Top of Entries provided

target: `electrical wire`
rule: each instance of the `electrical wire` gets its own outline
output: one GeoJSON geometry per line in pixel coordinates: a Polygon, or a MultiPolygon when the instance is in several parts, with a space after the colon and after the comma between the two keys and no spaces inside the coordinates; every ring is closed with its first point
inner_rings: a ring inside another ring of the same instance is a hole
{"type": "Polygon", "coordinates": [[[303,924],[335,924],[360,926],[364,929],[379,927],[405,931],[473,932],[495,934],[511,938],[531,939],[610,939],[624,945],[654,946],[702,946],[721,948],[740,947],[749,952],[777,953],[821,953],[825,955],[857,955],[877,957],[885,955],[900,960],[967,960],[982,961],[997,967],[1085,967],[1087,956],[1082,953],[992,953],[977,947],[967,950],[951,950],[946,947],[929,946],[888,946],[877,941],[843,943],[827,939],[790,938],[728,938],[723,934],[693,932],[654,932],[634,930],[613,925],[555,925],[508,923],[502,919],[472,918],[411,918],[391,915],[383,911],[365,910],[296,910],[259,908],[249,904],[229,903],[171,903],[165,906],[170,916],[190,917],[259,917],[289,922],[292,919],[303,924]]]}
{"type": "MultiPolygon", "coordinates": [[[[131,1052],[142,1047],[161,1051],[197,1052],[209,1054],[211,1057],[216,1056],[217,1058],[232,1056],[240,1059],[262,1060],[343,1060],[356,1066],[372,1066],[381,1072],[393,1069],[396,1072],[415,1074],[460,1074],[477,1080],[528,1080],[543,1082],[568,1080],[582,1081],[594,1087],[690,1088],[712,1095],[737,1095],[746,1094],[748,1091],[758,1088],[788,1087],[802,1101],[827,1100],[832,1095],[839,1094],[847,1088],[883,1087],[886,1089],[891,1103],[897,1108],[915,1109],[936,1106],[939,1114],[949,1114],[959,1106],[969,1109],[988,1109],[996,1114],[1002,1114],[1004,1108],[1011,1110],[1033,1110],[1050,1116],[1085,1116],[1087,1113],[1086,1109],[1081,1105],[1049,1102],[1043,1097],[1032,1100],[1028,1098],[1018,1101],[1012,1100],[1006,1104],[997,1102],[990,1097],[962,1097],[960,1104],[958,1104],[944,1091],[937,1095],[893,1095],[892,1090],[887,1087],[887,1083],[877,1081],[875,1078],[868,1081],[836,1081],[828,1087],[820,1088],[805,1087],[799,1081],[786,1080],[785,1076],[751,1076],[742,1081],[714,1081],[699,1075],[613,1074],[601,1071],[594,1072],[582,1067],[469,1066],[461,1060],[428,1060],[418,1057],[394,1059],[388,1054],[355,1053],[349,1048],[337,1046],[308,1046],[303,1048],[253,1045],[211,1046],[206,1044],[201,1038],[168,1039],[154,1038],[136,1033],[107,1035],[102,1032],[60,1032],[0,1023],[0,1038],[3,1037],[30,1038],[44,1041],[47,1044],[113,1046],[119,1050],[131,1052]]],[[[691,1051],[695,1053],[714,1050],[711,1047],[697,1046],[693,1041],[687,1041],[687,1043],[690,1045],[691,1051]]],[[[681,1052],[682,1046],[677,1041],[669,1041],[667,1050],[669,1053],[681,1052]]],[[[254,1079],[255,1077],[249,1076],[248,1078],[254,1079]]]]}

Bottom of Entries provided

◆ **What is needed**: If a line in the records above contains the string "electrical", copy that line out.

◆ **Response below**:
target: `electrical wire`
rule: each instance of the `electrical wire` gets its own outline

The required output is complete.